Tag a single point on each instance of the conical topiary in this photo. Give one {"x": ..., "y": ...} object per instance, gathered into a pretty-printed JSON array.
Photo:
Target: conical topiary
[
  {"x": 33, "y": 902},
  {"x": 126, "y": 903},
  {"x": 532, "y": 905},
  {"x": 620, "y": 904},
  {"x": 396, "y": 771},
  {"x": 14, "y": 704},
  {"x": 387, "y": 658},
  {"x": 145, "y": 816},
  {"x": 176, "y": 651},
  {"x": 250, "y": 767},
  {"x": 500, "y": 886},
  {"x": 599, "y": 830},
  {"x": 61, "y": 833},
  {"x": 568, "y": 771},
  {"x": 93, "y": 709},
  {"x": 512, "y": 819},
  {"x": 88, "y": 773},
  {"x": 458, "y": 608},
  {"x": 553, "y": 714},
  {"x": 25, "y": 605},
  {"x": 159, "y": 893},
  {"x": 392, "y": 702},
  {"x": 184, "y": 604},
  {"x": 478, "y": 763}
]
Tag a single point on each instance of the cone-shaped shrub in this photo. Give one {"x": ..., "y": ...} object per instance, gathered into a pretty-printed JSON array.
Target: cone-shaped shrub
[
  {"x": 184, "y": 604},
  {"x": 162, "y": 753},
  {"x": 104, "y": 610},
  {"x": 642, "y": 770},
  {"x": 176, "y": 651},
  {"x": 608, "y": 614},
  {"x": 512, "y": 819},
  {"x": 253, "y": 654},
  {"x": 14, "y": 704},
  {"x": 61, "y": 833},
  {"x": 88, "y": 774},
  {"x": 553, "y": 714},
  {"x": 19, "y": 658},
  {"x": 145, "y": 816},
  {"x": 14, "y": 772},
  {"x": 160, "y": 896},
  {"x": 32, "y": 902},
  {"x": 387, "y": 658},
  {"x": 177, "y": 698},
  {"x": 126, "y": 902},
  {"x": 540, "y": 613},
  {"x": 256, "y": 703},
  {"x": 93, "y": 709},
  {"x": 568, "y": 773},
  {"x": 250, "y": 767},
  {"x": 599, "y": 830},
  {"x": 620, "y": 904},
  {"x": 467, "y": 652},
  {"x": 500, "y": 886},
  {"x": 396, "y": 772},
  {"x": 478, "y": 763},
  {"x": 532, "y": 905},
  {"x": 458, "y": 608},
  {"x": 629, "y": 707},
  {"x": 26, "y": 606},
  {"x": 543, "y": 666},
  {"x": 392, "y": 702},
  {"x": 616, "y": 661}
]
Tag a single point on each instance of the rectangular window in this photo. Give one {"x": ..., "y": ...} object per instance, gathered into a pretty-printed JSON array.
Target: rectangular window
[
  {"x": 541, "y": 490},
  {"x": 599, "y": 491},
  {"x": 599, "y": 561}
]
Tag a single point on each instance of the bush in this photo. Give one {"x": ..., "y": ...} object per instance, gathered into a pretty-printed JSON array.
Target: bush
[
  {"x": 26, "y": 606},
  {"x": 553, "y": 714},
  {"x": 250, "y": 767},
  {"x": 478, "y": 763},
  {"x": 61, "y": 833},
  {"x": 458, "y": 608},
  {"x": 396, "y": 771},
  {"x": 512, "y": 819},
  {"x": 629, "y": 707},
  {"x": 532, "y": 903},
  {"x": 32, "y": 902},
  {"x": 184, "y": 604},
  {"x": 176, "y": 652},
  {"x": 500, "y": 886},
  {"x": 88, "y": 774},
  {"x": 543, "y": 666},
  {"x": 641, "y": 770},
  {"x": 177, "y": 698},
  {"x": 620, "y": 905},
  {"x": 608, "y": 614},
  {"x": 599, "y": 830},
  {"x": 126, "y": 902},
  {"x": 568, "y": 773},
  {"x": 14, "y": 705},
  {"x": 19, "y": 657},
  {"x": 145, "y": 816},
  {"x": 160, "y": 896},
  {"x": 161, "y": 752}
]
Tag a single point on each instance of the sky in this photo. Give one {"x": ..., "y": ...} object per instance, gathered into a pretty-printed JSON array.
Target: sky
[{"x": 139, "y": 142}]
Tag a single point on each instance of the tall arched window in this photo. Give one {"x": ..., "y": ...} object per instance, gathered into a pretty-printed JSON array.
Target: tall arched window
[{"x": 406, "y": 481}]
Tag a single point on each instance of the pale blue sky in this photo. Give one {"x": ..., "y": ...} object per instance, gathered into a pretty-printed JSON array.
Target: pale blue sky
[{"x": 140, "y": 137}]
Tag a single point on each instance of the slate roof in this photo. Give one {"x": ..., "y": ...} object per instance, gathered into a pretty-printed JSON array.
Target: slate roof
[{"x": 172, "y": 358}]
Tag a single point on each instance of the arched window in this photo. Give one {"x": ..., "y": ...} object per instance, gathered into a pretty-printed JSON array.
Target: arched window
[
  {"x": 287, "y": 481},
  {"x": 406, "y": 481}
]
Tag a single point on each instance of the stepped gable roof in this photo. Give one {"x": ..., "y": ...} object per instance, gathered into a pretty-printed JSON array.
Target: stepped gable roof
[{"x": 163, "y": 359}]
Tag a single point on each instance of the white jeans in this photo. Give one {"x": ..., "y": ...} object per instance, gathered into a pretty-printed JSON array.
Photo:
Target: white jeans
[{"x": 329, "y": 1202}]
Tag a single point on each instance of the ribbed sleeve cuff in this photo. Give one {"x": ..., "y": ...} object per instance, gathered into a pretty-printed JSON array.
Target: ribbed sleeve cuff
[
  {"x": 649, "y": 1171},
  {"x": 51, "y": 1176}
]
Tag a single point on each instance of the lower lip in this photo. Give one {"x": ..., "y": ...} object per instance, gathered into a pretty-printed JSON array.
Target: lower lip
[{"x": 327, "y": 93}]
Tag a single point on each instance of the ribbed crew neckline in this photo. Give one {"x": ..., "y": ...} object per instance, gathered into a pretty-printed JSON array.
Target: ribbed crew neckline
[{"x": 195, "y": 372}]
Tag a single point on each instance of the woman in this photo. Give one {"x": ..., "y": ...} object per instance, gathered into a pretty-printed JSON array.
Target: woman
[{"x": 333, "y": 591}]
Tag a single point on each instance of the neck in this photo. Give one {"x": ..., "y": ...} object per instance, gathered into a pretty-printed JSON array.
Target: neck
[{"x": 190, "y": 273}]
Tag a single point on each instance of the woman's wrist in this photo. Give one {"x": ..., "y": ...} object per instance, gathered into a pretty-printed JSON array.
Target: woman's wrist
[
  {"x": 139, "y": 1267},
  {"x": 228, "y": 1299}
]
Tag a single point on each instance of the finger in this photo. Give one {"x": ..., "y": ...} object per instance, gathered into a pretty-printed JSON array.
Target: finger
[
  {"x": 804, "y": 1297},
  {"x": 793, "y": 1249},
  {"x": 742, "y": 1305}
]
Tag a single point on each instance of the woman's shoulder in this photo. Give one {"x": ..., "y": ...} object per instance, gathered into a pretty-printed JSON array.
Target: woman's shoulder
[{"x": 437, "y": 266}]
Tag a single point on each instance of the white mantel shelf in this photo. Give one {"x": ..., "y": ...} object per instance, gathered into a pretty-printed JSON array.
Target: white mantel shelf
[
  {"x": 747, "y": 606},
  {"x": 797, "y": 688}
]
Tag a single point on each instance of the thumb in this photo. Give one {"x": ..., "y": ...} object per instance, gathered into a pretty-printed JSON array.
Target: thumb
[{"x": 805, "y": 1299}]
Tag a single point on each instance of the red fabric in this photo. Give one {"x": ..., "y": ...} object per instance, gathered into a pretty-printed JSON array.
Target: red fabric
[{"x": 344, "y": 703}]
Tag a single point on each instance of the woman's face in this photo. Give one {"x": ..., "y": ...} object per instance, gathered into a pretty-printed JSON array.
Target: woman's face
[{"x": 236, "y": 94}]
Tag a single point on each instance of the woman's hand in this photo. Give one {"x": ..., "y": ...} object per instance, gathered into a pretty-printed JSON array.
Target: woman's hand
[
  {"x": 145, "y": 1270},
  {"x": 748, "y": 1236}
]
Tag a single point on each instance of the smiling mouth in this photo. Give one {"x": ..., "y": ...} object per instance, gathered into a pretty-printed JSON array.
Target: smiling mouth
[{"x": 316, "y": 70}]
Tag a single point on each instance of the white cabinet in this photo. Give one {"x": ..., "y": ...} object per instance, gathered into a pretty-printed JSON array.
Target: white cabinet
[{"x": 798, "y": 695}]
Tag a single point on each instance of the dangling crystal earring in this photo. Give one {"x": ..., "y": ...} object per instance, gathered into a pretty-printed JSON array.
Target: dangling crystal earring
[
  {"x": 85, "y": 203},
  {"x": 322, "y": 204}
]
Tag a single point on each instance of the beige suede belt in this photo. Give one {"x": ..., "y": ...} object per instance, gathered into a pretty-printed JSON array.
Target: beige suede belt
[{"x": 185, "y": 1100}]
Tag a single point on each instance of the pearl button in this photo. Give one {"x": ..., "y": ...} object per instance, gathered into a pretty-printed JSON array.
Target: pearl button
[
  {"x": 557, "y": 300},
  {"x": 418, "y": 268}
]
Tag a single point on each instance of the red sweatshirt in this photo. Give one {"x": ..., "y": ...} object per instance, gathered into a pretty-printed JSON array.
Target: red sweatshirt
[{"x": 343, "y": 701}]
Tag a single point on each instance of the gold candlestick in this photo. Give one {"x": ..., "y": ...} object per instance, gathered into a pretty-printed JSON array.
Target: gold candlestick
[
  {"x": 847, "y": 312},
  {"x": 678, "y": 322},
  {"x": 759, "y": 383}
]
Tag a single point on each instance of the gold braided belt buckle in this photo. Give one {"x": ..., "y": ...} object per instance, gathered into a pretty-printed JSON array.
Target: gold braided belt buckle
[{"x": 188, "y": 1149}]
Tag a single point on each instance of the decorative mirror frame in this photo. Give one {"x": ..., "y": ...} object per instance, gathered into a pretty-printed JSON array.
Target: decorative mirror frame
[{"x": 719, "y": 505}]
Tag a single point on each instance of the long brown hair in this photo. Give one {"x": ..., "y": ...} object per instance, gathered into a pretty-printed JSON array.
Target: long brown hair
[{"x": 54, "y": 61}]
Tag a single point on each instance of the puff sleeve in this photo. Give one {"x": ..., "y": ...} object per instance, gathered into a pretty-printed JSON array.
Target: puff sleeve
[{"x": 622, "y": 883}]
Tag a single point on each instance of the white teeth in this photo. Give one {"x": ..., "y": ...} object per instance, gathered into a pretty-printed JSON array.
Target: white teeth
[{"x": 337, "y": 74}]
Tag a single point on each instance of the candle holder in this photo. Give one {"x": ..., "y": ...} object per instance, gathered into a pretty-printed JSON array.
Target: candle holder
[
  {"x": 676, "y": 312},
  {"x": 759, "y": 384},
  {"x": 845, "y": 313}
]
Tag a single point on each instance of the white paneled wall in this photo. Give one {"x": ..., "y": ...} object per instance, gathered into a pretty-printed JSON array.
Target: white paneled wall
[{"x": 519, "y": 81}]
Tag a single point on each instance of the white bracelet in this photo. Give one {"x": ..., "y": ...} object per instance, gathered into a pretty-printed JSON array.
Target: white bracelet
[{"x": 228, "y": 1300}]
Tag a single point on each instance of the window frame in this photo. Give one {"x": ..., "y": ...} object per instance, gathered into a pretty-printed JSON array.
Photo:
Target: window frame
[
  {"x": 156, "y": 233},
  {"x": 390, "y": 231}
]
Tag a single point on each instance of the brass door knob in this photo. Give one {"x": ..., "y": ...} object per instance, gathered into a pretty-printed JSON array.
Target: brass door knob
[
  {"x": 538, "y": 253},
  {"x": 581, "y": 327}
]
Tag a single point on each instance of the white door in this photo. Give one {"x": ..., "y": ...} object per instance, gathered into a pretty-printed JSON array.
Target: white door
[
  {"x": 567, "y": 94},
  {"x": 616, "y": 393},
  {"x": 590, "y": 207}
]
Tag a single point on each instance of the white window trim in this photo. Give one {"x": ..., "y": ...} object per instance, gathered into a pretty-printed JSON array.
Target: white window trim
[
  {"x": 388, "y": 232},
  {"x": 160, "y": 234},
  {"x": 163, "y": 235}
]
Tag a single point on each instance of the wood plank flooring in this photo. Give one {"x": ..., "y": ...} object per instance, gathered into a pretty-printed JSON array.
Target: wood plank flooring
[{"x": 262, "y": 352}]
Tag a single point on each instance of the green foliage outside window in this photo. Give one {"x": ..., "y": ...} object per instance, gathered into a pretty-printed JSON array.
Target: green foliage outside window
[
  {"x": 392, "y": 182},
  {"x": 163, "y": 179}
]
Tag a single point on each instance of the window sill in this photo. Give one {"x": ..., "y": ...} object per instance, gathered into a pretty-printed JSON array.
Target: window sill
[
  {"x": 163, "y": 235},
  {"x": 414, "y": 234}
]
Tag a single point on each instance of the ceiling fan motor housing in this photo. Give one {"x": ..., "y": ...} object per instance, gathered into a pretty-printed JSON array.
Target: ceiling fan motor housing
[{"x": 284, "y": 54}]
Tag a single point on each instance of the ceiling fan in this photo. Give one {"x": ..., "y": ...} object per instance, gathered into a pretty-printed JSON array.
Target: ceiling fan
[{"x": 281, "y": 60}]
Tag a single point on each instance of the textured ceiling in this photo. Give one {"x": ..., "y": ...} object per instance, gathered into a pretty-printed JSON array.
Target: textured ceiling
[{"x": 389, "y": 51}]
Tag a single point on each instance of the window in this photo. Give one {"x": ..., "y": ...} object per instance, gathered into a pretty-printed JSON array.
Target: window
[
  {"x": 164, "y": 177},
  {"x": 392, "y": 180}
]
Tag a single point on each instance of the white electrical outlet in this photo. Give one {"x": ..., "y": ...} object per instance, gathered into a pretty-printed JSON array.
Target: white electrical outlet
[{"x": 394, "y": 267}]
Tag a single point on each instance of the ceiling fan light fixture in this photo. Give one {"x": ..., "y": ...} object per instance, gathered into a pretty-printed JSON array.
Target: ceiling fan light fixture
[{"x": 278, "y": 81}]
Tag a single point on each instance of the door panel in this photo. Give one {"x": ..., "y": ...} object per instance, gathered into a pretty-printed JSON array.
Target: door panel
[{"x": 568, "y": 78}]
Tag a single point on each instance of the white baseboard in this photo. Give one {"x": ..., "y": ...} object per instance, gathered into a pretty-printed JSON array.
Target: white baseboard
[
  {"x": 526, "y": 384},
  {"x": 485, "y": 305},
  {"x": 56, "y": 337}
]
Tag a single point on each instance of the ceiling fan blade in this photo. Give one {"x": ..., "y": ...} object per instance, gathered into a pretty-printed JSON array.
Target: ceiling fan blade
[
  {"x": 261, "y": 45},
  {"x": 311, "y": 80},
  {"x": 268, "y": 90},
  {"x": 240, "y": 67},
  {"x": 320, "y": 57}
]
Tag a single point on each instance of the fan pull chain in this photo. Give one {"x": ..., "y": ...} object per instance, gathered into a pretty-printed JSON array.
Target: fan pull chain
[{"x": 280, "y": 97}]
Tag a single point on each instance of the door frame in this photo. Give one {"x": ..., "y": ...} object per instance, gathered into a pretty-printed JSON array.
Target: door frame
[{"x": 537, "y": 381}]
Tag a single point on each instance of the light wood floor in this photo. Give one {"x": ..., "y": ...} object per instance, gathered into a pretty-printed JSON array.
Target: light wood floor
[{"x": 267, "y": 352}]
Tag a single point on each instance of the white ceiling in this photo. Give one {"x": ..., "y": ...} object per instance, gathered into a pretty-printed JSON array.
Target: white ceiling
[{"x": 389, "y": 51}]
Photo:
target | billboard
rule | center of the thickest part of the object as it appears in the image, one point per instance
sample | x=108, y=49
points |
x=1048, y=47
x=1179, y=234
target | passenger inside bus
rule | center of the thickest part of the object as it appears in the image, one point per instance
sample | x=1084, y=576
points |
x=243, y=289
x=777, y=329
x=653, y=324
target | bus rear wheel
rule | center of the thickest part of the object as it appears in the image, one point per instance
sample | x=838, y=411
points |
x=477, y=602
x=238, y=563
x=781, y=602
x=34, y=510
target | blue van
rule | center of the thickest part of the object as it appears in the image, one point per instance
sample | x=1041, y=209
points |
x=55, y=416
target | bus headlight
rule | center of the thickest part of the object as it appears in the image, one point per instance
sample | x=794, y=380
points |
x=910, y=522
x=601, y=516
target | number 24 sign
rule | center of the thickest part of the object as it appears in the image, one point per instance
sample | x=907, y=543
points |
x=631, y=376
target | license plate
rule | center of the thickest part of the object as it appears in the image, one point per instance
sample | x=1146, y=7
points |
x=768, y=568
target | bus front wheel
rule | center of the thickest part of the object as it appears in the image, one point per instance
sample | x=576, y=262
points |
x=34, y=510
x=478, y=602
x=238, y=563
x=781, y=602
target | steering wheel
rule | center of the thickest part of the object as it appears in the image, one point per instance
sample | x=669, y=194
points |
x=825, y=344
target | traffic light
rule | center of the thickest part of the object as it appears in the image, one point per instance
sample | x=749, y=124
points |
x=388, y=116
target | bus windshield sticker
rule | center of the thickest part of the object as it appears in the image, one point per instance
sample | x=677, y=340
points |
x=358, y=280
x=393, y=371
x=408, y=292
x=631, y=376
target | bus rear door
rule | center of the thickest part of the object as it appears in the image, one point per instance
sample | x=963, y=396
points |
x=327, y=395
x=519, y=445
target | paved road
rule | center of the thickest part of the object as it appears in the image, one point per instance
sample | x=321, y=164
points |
+++++
### Written exercise
Reproduce verbatim every line of the items from the one containing "target | bus headlight" down to the one containing "x=601, y=516", both included.

### Exercise answer
target | bus headlight
rule | center of the thickest part of the object as it appears in the image, one point per instance
sample | x=794, y=380
points |
x=910, y=522
x=601, y=516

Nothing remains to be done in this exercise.